▶ Exercise prompt: Transcribe all the records with complete accuracy.

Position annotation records
------------
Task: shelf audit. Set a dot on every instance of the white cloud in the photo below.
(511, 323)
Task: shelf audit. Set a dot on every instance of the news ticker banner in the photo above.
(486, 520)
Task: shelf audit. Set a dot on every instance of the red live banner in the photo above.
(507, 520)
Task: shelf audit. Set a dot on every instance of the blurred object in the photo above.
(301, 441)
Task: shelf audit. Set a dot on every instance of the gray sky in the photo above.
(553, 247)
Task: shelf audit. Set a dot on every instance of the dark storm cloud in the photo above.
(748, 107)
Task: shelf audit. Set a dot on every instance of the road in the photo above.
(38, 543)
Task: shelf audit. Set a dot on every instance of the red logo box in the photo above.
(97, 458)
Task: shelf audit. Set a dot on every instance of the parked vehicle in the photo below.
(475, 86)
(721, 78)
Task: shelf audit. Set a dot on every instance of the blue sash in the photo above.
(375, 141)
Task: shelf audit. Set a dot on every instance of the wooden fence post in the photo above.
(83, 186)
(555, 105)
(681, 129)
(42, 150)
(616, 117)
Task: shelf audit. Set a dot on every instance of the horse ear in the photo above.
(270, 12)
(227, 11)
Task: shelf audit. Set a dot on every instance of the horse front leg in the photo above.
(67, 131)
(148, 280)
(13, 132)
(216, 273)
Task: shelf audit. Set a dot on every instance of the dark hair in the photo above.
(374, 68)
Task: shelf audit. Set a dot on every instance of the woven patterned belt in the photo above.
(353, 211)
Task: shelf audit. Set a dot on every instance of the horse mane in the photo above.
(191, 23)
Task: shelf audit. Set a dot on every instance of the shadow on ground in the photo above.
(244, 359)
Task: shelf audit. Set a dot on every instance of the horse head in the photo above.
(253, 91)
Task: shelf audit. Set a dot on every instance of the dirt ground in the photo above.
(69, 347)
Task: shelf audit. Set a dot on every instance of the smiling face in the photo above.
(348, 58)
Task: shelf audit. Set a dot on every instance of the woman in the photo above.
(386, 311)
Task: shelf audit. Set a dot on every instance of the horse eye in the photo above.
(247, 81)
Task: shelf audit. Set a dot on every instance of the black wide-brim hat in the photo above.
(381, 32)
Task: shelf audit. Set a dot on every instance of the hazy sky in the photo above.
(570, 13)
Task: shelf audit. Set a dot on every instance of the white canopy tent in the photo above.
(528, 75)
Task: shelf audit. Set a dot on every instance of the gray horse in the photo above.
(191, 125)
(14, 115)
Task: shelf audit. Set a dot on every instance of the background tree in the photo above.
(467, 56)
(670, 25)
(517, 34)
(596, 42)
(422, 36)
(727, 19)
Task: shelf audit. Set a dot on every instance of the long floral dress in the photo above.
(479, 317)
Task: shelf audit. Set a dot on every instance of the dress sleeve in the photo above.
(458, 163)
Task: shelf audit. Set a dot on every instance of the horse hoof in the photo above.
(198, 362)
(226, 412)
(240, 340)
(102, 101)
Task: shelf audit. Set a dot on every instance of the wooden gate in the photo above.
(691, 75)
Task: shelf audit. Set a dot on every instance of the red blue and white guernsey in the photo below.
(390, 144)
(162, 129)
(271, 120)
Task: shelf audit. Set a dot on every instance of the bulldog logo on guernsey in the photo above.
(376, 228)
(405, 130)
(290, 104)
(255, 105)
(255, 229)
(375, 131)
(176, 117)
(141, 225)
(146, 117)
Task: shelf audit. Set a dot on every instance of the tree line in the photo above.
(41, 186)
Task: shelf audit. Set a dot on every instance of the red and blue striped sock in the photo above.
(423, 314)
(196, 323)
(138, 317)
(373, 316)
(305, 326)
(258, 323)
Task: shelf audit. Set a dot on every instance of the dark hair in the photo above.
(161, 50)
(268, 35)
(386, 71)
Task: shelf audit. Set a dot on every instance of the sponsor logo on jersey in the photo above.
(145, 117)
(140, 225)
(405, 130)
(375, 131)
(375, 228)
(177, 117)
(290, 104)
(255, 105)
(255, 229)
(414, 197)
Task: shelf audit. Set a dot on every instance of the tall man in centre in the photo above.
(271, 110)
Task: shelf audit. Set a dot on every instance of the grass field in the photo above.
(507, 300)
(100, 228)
------------
▶ Written solution:
Task: shelf audit. Set a dot on every instance of the white cloud in the photo below.
(511, 323)
Task: shelf audit. Set a dot on every instance of the news ticker banner in the photo above.
(486, 520)
Task: shelf audit. Set a dot on every instance of the red live banner in the photo above.
(507, 520)
Task: shelf audit. Set a dot on every instance of the blurred object in the photo above.
(301, 441)
Task: shelf audit. Set a dot on every instance of the gray sky in the photo above.
(553, 247)
Task: shelf audit. Set a dot on every instance of the dark storm cloud in the photo above.
(748, 107)
Task: shelf audit. Set a dot on every instance of the road in the photo above.
(38, 543)
Task: shelf audit. Set a dot on every instance of the red logo box in the photo above.
(97, 458)
Task: shelf audit. Set a dot on every instance of the parked vehicle in the photo below.
(475, 86)
(721, 78)
Task: shelf audit. Set a dot on every instance of the blue sash in the photo above.
(375, 141)
Task: shelf audit. Set a dot on every instance of the wooden fence post in the photo above.
(83, 186)
(555, 105)
(681, 129)
(42, 150)
(616, 117)
Task: shelf audit. Set a dot on every instance of the horse ear in the photo above.
(270, 12)
(227, 11)
Task: shelf audit. Set a dot on every instance of the horse front leg in the photo above.
(67, 131)
(148, 280)
(13, 132)
(216, 273)
Task: shelf audit. Set a dot on every instance of the dark hair in the photo above.
(374, 68)
Task: shelf audit. Set a dot on every instance of the woven patterned belt in the photo above.
(353, 211)
Task: shelf audit. Set a dot on every instance of the horse mane in the photo above.
(191, 23)
Task: shelf audit. Set a dot on every instance of the shadow on ground in the photo above.
(244, 359)
Task: shelf audit. Set a dot on every instance of the horse head in the photo above.
(253, 91)
Task: shelf audit. Set a dot on every instance of the dirt ground in the photo above.
(69, 347)
Task: shelf audit. Set a dot on every instance of the smiling face in the photo above.
(348, 58)
Task: shelf audit. Set a dot on every instance of the woman in the photo above.
(386, 311)
Task: shelf audit. Set a dot on every instance of the horse eye in the photo above.
(247, 81)
Task: shelf audit. Set a dot on every instance of the black wide-brim hat in the photo above.
(381, 32)
Task: shelf audit. Set a dot on every instance of the hazy sky in the photo above.
(570, 13)
Task: shelf audit. Set a dot on every instance of the white canopy tent in the photo above.
(528, 75)
Task: shelf audit. Set a dot on every instance of the gray horse in the photo above.
(191, 125)
(14, 115)
Task: shelf audit. Set a dot on every instance of the background tree in the photo above.
(467, 56)
(670, 25)
(517, 34)
(596, 42)
(422, 36)
(727, 19)
Task: shelf audit. Set a dot on every instance of the long floral dress in the photo above.
(479, 317)
Task: shelf audit. Set a dot on every instance of the dress sleeve in the photo above.
(458, 163)
Task: shelf audit. Set a dot on every instance of the horse hoof in the photo above.
(198, 362)
(226, 412)
(240, 340)
(102, 101)
Task: shelf audit. Set a dot on every instance of the wooden gate in the photo above.
(691, 75)
Task: shelf audit. Set a dot on every instance of the red blue and white guernsey in the photo below.
(390, 144)
(162, 129)
(271, 120)
Task: shelf audit. Set a dot on every instance of the bulldog logo on guernsey in the photo above.
(376, 228)
(405, 130)
(290, 104)
(255, 105)
(255, 229)
(375, 131)
(176, 117)
(141, 225)
(146, 117)
Task: shelf audit. Set a dot on every instance of the tree line in the photo above.
(41, 186)
Task: shelf audit. Set a dot on every instance of the red and blue striped sock in the photo above.
(423, 314)
(196, 323)
(138, 317)
(373, 316)
(305, 326)
(258, 323)
Task: shelf audit. Set a dot on every instance of the dark hair in the photo above.
(161, 50)
(268, 35)
(386, 71)
Task: shelf audit. Set a dot on every instance of the sponsor logo on jersey in the photo above.
(145, 117)
(140, 225)
(405, 130)
(375, 131)
(375, 228)
(177, 117)
(290, 104)
(255, 105)
(255, 229)
(414, 197)
Task: shelf audit. Set a dot on every instance of the tall man in centre in the photo above.
(271, 110)
Task: shelf audit. Set a dot on every instance of the grass field in the photo above.
(507, 300)
(100, 228)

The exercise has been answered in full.